Written exercise:
Convert the lines below into a JSON list of strings with one string per line, omitting blank lines.

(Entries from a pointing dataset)
····················

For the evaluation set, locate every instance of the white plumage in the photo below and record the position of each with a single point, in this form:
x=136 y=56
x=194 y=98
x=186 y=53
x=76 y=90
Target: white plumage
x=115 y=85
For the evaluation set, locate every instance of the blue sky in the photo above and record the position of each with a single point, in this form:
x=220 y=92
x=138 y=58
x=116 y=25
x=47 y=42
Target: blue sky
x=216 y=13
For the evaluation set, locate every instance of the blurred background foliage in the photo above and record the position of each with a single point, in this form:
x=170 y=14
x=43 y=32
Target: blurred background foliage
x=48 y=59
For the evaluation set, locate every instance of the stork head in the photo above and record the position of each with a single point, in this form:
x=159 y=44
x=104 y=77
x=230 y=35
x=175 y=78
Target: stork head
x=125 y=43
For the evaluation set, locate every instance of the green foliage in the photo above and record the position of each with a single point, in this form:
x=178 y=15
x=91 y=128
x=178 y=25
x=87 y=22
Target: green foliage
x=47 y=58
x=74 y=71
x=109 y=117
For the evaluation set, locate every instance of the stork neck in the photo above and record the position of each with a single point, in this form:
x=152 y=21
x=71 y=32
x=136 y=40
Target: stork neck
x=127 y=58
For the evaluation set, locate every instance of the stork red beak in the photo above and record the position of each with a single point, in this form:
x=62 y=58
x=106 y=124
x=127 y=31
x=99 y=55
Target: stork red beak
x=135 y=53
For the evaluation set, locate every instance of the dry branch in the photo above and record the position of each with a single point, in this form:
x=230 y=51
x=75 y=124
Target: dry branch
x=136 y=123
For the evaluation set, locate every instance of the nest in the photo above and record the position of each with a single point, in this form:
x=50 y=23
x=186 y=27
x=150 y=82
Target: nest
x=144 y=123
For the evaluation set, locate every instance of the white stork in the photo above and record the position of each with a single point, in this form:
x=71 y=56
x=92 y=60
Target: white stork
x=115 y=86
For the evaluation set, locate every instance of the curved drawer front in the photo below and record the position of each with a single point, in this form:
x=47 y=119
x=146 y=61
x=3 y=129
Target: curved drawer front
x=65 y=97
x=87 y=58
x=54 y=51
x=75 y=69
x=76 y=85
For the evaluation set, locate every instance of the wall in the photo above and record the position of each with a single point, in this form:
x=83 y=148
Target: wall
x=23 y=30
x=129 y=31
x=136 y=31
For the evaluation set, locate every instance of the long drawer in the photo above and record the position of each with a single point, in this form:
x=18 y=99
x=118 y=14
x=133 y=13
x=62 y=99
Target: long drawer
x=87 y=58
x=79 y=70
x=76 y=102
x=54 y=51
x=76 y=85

····················

Answer to the task:
[
  "For the evaluation set, locate every instance of the white plumage in the photo below and record the position of each with a single point, in this form:",
  "x=136 y=56",
  "x=194 y=98",
  "x=186 y=53",
  "x=76 y=90",
  "Target: white plumage",
  "x=115 y=85",
  "For the evaluation set, locate every instance of the blue sky in the photo above and record the position of each with a single point, in this form:",
  "x=220 y=92",
  "x=138 y=58",
  "x=116 y=25",
  "x=47 y=42",
  "Target: blue sky",
  "x=216 y=13",
  "For the evaluation set, locate every instance of the blurred background foliage in the photo above and record the position of each with a single point, in this form:",
  "x=170 y=14",
  "x=43 y=32",
  "Target: blurred background foliage",
  "x=48 y=59",
  "For the evaluation set, locate every instance of the stork head in the photo above and record the position of each with a single point, in this form:",
  "x=159 y=44",
  "x=104 y=77",
  "x=230 y=35",
  "x=175 y=78",
  "Target: stork head",
  "x=125 y=43",
  "For the evaluation set, locate every instance of the green foliage in the photo above and record the position of each with a single point, in this form:",
  "x=178 y=15",
  "x=91 y=128",
  "x=178 y=25",
  "x=87 y=22",
  "Target: green foliage",
  "x=47 y=58",
  "x=74 y=71",
  "x=109 y=117",
  "For the evaluation set, locate every instance of the stork neck in the photo above and record the position of each with a single point, in this form:",
  "x=152 y=21",
  "x=71 y=32",
  "x=136 y=40",
  "Target: stork neck",
  "x=127 y=58",
  "For the evaluation set, locate every instance of the stork red beak in the photo above and record the position of each with a single point, in this form:",
  "x=62 y=58",
  "x=106 y=124",
  "x=127 y=31",
  "x=99 y=55",
  "Target: stork red beak",
  "x=135 y=53",
  "For the evaluation set, locate every instance of the dry branch in the photo above and record the position of each with a single point, in this form:",
  "x=230 y=51",
  "x=75 y=124",
  "Target: dry branch",
  "x=136 y=123",
  "For the evaluation set, locate every instance of the nest in the photo above and record the position of each with a single point, in this form:",
  "x=50 y=23",
  "x=186 y=27",
  "x=150 y=82",
  "Target: nest",
  "x=144 y=123",
  "For the evaluation set, locate every instance of the white stork in the photo above and record the position of each with a single point, in this form:",
  "x=71 y=56",
  "x=92 y=60",
  "Target: white stork",
  "x=115 y=86",
  "For the evaluation set, locate every instance of the curved drawer front in the photo below and record the position of each with a single point, in this form:",
  "x=47 y=119",
  "x=146 y=61",
  "x=3 y=129",
  "Target: curved drawer front",
  "x=65 y=97",
  "x=87 y=58",
  "x=54 y=51",
  "x=75 y=69",
  "x=76 y=85",
  "For the evaluation set, locate every instance of the wall in the photo above and record the position of each with a single point, in this form:",
  "x=83 y=148",
  "Target: wall",
  "x=23 y=30",
  "x=129 y=31",
  "x=136 y=31",
  "For the evaluation set, locate every instance of the long drawer in the photo above and record the position of each with a single point, in this form:",
  "x=18 y=99",
  "x=118 y=14",
  "x=133 y=13",
  "x=62 y=99",
  "Target: long drawer",
  "x=87 y=58",
  "x=79 y=70",
  "x=76 y=102",
  "x=54 y=51",
  "x=76 y=85"
]